TASK STATEMENT
Go through the listing below and output exactly the line with "# test: pointer returns one pin per instance of the power", the line with "# test: pointer returns one pin per instance of the utility", and each line between; omit the rest.

EXERCISE MATERIALS
▽
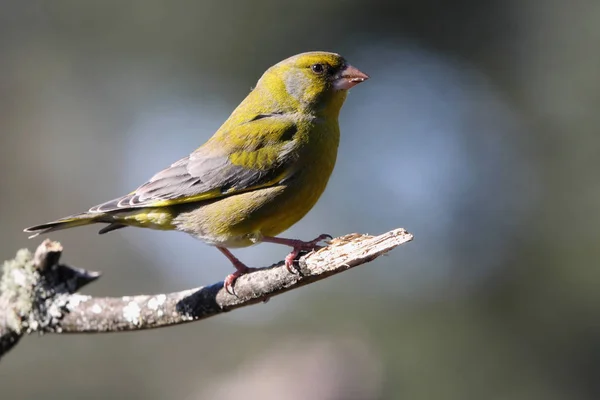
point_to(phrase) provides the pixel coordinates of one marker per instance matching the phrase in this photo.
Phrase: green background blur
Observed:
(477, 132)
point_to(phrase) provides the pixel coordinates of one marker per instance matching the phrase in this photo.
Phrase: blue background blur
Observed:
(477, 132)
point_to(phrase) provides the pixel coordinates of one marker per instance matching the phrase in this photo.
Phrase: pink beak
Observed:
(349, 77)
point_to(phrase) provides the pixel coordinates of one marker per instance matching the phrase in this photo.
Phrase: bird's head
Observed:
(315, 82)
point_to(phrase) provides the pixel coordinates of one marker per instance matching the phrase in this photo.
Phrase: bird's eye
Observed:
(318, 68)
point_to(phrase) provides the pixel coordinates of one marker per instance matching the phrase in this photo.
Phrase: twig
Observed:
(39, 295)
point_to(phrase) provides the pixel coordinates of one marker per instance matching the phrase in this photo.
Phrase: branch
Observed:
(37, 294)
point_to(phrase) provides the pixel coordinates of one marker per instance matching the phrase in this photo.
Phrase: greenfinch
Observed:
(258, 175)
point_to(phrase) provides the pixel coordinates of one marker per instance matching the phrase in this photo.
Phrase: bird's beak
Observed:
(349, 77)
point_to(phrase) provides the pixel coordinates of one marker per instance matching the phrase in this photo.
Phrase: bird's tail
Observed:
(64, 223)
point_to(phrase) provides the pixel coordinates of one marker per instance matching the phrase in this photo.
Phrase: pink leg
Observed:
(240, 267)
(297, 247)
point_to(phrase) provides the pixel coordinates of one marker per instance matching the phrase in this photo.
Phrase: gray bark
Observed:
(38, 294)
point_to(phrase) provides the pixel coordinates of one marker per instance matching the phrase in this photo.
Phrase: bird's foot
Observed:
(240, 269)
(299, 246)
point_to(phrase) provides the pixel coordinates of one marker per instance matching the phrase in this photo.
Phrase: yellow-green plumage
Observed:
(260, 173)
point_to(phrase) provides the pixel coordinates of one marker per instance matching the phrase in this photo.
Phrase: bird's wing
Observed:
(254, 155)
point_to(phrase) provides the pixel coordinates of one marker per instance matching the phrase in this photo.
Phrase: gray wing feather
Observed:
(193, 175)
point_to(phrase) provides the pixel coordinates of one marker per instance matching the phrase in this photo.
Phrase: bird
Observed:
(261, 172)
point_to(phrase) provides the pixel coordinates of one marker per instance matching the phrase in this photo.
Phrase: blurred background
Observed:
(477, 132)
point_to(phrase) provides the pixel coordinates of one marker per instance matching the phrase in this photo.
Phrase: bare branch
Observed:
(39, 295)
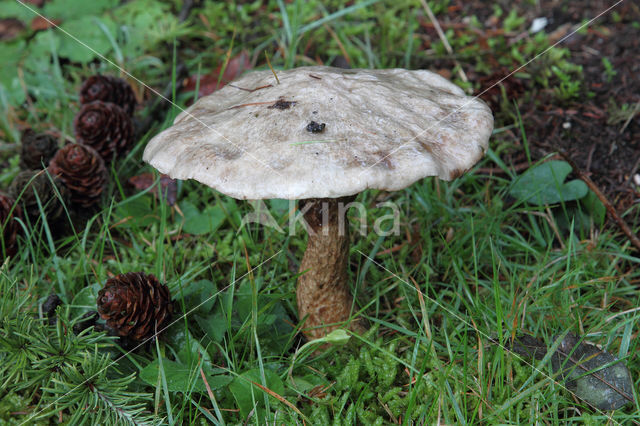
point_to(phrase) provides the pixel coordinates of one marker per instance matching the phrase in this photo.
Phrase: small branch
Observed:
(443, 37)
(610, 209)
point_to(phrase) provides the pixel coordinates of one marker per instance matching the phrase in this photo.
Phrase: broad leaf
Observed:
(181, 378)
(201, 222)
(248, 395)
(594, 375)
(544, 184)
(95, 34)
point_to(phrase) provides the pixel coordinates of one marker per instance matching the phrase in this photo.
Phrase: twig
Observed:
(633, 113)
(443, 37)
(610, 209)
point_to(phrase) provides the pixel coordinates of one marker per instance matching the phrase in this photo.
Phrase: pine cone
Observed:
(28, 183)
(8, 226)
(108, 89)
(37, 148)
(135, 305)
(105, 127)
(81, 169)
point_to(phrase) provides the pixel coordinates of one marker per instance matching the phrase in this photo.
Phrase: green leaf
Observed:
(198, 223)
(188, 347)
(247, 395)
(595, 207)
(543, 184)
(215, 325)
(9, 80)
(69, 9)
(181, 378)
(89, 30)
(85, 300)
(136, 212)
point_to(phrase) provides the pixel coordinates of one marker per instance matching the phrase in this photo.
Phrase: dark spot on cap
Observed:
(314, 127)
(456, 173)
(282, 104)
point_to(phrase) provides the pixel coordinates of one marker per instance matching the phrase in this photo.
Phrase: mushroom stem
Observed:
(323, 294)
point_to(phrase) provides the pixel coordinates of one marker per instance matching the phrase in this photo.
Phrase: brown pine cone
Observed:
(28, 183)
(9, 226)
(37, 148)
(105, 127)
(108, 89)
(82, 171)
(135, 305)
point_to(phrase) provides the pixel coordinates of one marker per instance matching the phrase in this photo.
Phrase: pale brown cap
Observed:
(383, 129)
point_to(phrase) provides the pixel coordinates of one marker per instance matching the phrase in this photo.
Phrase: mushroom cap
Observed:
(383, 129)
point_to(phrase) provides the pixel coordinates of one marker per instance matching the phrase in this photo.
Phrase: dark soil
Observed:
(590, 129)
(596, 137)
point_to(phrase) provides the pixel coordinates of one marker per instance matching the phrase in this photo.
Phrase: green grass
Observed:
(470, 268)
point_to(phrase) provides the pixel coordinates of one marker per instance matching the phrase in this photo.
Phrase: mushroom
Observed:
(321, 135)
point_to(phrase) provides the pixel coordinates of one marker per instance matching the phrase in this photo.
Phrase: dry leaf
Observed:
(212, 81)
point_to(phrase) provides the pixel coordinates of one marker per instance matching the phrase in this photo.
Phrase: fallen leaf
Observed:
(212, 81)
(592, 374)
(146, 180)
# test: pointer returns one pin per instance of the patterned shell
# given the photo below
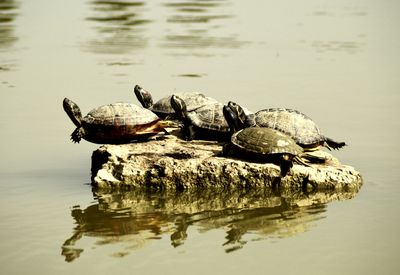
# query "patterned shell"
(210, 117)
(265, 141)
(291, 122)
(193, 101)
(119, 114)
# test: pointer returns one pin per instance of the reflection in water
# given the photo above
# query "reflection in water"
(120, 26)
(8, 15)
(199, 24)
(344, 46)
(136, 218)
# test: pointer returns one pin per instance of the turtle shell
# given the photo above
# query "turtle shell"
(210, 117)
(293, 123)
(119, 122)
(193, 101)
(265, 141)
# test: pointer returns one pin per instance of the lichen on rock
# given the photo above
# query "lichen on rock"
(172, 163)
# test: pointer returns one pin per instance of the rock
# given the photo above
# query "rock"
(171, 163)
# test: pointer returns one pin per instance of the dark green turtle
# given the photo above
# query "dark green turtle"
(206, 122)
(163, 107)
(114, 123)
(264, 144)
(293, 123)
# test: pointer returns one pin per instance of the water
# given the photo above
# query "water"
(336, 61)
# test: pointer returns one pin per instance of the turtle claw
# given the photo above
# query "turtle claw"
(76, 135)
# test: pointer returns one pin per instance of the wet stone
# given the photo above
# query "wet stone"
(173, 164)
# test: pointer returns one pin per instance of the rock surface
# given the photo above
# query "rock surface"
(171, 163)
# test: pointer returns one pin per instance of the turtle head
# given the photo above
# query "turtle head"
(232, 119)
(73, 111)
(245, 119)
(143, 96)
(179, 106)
△
▽
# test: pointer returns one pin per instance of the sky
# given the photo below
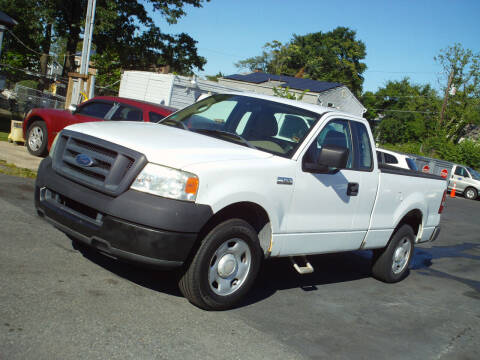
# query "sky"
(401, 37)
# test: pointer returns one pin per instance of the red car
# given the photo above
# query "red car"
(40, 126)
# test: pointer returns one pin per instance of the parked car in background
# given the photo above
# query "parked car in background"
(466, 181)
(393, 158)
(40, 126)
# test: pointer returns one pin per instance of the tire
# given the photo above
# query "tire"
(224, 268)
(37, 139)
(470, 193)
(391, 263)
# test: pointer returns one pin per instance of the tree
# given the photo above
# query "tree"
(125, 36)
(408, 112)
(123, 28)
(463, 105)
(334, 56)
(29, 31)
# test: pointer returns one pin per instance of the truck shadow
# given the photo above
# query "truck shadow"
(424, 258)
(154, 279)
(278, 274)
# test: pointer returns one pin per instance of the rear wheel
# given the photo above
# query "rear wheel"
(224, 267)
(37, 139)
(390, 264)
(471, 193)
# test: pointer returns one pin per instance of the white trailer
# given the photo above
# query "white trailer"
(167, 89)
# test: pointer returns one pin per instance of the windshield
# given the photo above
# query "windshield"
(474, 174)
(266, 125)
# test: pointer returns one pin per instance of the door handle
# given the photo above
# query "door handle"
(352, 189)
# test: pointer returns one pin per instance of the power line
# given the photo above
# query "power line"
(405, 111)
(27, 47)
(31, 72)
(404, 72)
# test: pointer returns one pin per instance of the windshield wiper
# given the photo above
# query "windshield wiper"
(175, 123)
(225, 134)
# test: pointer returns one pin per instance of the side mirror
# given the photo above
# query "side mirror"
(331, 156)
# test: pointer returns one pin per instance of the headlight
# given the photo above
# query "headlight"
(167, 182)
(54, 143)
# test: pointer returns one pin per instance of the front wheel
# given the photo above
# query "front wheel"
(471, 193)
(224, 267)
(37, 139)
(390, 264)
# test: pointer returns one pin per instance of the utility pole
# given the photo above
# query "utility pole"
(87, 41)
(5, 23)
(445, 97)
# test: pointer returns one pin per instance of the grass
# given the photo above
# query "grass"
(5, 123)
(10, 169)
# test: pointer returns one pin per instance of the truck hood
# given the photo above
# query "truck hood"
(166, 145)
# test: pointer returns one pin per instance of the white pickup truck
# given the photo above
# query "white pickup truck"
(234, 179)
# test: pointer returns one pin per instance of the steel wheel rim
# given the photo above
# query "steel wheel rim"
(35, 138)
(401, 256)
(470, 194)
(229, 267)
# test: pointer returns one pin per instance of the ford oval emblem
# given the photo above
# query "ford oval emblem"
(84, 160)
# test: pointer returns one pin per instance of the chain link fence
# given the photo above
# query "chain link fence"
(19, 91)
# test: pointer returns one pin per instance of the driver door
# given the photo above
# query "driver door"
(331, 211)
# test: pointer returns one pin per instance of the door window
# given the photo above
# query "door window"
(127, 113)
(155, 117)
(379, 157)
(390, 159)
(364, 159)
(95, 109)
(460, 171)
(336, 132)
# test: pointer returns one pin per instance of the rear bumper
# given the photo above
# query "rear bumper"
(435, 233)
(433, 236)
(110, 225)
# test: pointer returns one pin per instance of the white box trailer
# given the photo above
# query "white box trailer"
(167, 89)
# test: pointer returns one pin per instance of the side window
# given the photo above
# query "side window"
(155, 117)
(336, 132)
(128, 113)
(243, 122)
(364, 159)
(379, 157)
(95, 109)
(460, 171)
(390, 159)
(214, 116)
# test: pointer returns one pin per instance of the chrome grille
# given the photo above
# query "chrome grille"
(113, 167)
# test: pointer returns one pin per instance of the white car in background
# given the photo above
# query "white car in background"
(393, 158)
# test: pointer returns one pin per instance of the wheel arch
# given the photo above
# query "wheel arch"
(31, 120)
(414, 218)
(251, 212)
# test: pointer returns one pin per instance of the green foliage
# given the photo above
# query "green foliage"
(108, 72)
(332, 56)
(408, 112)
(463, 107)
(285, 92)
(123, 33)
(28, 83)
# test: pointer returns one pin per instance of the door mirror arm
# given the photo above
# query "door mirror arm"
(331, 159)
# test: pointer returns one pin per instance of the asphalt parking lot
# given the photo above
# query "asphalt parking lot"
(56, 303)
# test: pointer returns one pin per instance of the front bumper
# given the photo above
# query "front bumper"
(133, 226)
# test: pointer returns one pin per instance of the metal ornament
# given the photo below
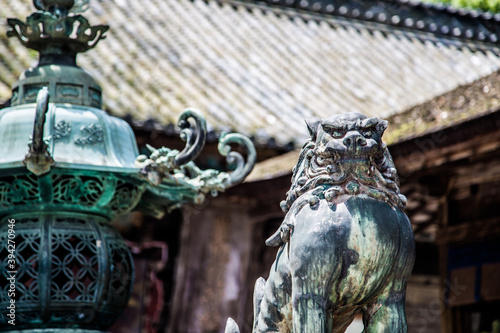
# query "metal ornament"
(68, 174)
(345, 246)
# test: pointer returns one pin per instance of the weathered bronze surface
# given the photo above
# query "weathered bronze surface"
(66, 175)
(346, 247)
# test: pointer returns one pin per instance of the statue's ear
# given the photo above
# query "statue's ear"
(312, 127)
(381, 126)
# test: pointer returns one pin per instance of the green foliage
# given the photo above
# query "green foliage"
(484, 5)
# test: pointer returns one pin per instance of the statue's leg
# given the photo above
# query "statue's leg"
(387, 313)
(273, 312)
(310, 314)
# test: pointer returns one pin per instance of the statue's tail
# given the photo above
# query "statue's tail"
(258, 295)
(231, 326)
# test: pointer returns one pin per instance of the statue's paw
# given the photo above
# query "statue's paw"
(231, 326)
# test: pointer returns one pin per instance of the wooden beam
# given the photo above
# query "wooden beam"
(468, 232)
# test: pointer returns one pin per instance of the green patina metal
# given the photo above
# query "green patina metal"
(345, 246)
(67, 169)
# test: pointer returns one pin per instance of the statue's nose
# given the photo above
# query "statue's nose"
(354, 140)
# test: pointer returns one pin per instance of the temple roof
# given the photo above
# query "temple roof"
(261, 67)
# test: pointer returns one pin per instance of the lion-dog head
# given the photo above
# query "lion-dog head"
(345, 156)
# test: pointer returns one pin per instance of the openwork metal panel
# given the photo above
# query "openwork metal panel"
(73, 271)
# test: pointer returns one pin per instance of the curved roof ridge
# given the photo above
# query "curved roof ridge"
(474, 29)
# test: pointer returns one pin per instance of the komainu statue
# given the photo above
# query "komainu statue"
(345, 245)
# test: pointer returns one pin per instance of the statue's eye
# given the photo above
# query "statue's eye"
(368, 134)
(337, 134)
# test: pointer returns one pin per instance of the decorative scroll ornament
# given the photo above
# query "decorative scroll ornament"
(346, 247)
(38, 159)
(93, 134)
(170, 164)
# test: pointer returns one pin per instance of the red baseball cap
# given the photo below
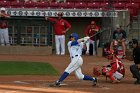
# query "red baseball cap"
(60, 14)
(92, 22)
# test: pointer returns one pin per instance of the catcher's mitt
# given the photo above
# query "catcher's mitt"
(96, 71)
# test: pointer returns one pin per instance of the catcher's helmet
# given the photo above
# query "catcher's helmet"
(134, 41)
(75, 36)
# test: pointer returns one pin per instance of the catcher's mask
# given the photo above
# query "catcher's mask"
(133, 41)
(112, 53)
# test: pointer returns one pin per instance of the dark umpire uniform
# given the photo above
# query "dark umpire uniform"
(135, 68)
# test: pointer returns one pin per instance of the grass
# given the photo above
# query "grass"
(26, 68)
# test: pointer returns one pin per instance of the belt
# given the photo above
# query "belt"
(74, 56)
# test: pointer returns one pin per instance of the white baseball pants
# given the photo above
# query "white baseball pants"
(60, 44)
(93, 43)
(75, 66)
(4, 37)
△
SOLUTION
# test: pointer returns one pin per instance of the power line
# given the photo above
# query "power line"
(405, 111)
(27, 47)
(31, 72)
(404, 72)
# test: pointer returns one pin per instance of the windshield wiper
# given the photo above
# query "windshield wiper"
(175, 123)
(225, 134)
# test: pointer returns one pin per instance of the side mirror
# given the photo above
# query "side mirror"
(331, 156)
# test: pointer returns one pin per instance of the headlight
# given the photo above
# query "headlight"
(167, 182)
(54, 143)
# test: pointer returns one pin per instance of the front wheel
# given the photo above
# query "front wheel"
(471, 193)
(224, 267)
(37, 139)
(390, 264)
# test: pointer returns one pin per instance of the utility pole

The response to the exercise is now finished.